- [Directive]:
Can you reproduce each of the records below word for word, keeping every line as it appears?
──────── The data
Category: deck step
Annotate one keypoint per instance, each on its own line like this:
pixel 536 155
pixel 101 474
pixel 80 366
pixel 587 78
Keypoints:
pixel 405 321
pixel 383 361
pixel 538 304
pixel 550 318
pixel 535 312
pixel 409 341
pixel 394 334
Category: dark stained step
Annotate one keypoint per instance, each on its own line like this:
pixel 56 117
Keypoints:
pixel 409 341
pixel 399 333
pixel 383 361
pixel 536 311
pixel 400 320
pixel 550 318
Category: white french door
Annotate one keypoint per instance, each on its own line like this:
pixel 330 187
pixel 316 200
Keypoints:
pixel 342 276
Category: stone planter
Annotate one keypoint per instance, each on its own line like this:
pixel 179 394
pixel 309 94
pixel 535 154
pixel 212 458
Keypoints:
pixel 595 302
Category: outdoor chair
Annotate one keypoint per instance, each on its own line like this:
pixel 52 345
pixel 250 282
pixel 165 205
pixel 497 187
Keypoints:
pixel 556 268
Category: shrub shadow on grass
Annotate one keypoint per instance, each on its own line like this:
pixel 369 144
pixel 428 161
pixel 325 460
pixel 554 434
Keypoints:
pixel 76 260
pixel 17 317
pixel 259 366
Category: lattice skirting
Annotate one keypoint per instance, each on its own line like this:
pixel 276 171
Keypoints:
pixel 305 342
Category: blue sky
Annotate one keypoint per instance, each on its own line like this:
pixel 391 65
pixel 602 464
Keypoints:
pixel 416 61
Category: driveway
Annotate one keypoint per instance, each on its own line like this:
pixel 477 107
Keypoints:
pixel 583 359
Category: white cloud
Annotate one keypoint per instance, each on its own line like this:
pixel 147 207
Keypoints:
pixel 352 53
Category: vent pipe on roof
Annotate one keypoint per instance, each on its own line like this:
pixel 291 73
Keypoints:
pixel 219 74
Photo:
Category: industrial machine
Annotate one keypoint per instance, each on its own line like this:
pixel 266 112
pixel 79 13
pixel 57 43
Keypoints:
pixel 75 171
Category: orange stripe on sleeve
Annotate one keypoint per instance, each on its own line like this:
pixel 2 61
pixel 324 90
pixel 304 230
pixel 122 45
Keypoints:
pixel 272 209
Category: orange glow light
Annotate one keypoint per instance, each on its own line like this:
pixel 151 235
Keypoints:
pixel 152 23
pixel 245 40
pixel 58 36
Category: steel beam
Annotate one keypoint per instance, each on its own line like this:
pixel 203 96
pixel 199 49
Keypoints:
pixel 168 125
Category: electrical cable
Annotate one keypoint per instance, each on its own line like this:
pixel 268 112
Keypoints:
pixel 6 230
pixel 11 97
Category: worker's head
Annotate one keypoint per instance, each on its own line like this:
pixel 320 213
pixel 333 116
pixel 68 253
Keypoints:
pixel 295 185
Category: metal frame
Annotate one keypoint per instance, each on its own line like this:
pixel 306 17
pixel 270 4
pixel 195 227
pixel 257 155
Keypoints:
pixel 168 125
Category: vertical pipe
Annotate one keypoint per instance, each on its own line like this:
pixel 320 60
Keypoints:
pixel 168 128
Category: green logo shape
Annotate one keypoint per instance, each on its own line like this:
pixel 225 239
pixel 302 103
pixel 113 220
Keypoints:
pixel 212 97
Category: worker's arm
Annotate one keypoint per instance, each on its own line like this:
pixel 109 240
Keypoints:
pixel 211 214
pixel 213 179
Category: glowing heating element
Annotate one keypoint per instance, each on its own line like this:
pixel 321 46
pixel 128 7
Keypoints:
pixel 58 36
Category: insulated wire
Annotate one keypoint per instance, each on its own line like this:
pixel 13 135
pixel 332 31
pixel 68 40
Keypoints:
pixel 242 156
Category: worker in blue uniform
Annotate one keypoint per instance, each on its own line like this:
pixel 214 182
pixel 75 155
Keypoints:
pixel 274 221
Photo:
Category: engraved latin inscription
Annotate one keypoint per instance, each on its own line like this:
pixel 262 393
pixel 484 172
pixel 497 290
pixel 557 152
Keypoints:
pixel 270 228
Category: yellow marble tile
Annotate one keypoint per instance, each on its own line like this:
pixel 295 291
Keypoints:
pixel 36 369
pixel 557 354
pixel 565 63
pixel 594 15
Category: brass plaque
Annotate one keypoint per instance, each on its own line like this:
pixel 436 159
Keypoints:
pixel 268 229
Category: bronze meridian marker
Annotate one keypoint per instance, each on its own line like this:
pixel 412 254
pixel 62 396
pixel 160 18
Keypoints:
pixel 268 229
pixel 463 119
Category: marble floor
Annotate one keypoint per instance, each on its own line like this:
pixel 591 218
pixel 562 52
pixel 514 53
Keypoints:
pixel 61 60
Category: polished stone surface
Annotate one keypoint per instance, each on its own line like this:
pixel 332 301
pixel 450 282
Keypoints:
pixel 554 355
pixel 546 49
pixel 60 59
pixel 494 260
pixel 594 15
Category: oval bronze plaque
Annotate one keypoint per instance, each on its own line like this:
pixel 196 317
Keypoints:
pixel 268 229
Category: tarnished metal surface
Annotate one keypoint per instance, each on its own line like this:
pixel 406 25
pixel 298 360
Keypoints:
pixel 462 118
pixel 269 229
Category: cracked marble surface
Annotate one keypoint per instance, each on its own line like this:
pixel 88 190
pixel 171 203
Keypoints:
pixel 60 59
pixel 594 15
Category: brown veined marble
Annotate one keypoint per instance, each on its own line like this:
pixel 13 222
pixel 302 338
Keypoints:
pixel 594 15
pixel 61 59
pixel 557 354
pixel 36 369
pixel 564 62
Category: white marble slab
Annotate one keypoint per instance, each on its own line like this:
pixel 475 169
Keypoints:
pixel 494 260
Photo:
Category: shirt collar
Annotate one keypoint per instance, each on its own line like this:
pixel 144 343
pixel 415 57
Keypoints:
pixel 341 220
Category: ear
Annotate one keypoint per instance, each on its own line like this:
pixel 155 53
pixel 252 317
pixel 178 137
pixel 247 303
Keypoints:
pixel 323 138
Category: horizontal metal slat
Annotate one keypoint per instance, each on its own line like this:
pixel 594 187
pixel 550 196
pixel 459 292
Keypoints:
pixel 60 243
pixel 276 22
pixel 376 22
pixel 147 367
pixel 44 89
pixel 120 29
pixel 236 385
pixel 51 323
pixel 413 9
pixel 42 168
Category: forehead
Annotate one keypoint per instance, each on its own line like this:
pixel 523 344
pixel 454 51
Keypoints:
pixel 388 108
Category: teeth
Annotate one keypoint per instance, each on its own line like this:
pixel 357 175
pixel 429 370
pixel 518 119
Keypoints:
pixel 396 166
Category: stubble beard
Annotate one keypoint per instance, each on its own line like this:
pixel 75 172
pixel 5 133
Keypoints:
────────────────
- [Output for this task]:
Category: deck step
Annotate one keypoint per instance, each on its own line like this:
pixel 536 155
pixel 101 474
pixel 80 366
pixel 587 78
Keypoints:
pixel 405 321
pixel 383 361
pixel 538 304
pixel 550 318
pixel 535 312
pixel 409 341
pixel 394 334
Category: dark stained step
Annotate one keypoint per instance, each on its own line like this:
pixel 56 117
Keypoints:
pixel 409 341
pixel 399 333
pixel 383 361
pixel 536 311
pixel 400 320
pixel 550 318
Category: white french door
Annotate one keypoint per instance, each on its own line like this:
pixel 330 187
pixel 316 200
Keypoints:
pixel 342 276
Category: stone planter
Annotate one keypoint per instance, each on its own line like this:
pixel 179 394
pixel 309 94
pixel 535 154
pixel 212 458
Keypoints:
pixel 595 302
Category: outdoor chair
Annotate one keypoint per instance, each on its own line like this:
pixel 52 345
pixel 250 282
pixel 165 205
pixel 497 187
Keypoints:
pixel 556 268
Category: shrub shadow on grass
Annotate one keypoint per instance, each on its own line like this:
pixel 369 144
pixel 428 161
pixel 325 460
pixel 554 434
Keypoints:
pixel 76 260
pixel 17 317
pixel 259 366
Category: lattice skirting
Annotate one keypoint per instance, each on its own line like this:
pixel 276 171
Keypoints:
pixel 305 342
Category: blue sky
Annotate one keypoint per instance, each on its own line like this:
pixel 391 65
pixel 602 464
Keypoints:
pixel 416 61
Category: driveway
Annotate one keypoint per instance, each on its own line like this:
pixel 477 107
Keypoints:
pixel 583 359
Category: white cloud
Annotate one keypoint per instance, each on its own line like this:
pixel 147 207
Keypoints:
pixel 352 53
Category: vent pipe on roof
Annotate one keypoint per instance, each on its own line like this:
pixel 291 73
Keypoints:
pixel 219 74
Photo:
Category: industrial machine
Annotate one keypoint per instance, each on its own line like this:
pixel 266 112
pixel 79 13
pixel 57 43
Keypoints:
pixel 75 171
Category: orange stripe on sleeve
Annotate one keypoint per instance, each on its own line like this:
pixel 2 61
pixel 324 90
pixel 304 230
pixel 122 45
Keypoints:
pixel 272 209
Category: orange glow light
Annotate one keypoint per instance, each on its own line like this:
pixel 151 235
Keypoints:
pixel 152 23
pixel 245 40
pixel 58 36
Category: steel beam
Annotate one keypoint per instance, each on its own line like this:
pixel 203 96
pixel 199 49
Keypoints:
pixel 168 125
Category: electrical cable
Annotate one keypoint per instance, each on its own line like this:
pixel 268 112
Keypoints:
pixel 6 230
pixel 11 97
Category: worker's head
Annotate one keypoint per instance, each on its own line like this:
pixel 320 213
pixel 333 116
pixel 68 253
Keypoints:
pixel 295 185
Category: metal frame
Annotate one keypoint per instance, each on its own line like this:
pixel 306 17
pixel 270 4
pixel 195 227
pixel 257 155
Keypoints:
pixel 168 125
Category: vertical pipe
Annotate one keypoint per instance, each on its own line like this:
pixel 320 60
Keypoints:
pixel 168 128
Category: green logo shape
Annotate one keypoint per instance, each on its own line like this:
pixel 225 239
pixel 302 103
pixel 113 220
Keypoints:
pixel 212 97
Category: worker's arm
Annotate one keypoint per instance, each on its own line like this:
pixel 109 240
Keypoints:
pixel 211 214
pixel 213 179
Category: glowing heating element
Annotate one keypoint per instance, each on its own line like this:
pixel 321 46
pixel 128 7
Keypoints:
pixel 58 36
Category: insulated wire
Annotate one keypoint per instance, each on its own line like this:
pixel 13 135
pixel 332 31
pixel 68 40
Keypoints:
pixel 242 156
Category: worker in blue uniform
Annotate one keypoint per instance, each on its own line like this:
pixel 214 182
pixel 75 155
Keypoints:
pixel 274 221
Photo:
Category: engraved latin inscription
Annotate one keypoint per instance, each on its own line like this:
pixel 262 393
pixel 484 172
pixel 497 290
pixel 557 152
Keypoints:
pixel 270 228
Category: yellow marble tile
Annotate one keypoint per instance, each on its own line like this:
pixel 295 291
Keypoints:
pixel 36 369
pixel 557 354
pixel 565 63
pixel 594 15
Category: brass plaque
Annotate one keypoint per instance, each on its own line like this:
pixel 436 159
Keypoints:
pixel 268 229
Category: bronze meridian marker
Annotate one keypoint per instance, each on its own line like this:
pixel 412 254
pixel 62 396
pixel 160 18
Keypoints:
pixel 268 229
pixel 463 119
Category: marble floor
Annotate one keypoint per instance, each on its own line like this:
pixel 591 218
pixel 562 52
pixel 514 53
Keypoints:
pixel 61 60
Category: polished stone surface
Annotate one keypoint per instance, each on its own line like this:
pixel 332 301
pixel 450 282
Keypoints:
pixel 554 355
pixel 546 49
pixel 60 59
pixel 494 260
pixel 594 15
Category: oval bronze plaque
Annotate one keypoint per instance, each on its own line like this:
pixel 196 317
Keypoints:
pixel 268 229
Category: tarnished metal surface
Annotate one keypoint per instance, each on its own line like this:
pixel 406 25
pixel 298 360
Keypoints:
pixel 462 118
pixel 269 229
Category: cracked marble surface
Annotate one keypoint per instance, each on its own line like this:
pixel 88 190
pixel 171 203
Keypoints:
pixel 60 59
pixel 594 15
Category: brown veined marble
Annotate one keypoint per instance, each on its own line like this:
pixel 13 222
pixel 302 338
Keypoints:
pixel 594 15
pixel 61 59
pixel 557 354
pixel 36 369
pixel 564 62
Category: white marble slab
Annotate one keypoint per instance, each on its own line like this:
pixel 475 169
Keypoints:
pixel 494 260
Photo:
Category: shirt collar
Annotate one keypoint per instance, each on its own line like this:
pixel 144 343
pixel 415 57
Keypoints:
pixel 341 220
Category: ear
Annotate one keypoint per instance, each on its own line like this:
pixel 155 53
pixel 252 317
pixel 178 137
pixel 247 303
Keypoints:
pixel 323 138
Category: horizontal metal slat
Annotate one keypoint per instance, each on its own line like this:
pixel 594 187
pixel 550 196
pixel 459 292
Keypoints:
pixel 60 243
pixel 276 22
pixel 376 22
pixel 147 367
pixel 44 89
pixel 120 29
pixel 236 385
pixel 51 323
pixel 413 9
pixel 42 168
Category: forehead
Annotate one keypoint per instance, each on its own line like this:
pixel 523 344
pixel 454 51
Keypoints:
pixel 388 108
Category: teeth
Annotate one keypoint per instance, each on its own line like this:
pixel 357 175
pixel 429 370
pixel 518 119
Keypoints:
pixel 396 166
Category: stubble beard
Annotate one keypoint per instance, each on its own line like this:
pixel 75 172
pixel 5 133
Keypoints:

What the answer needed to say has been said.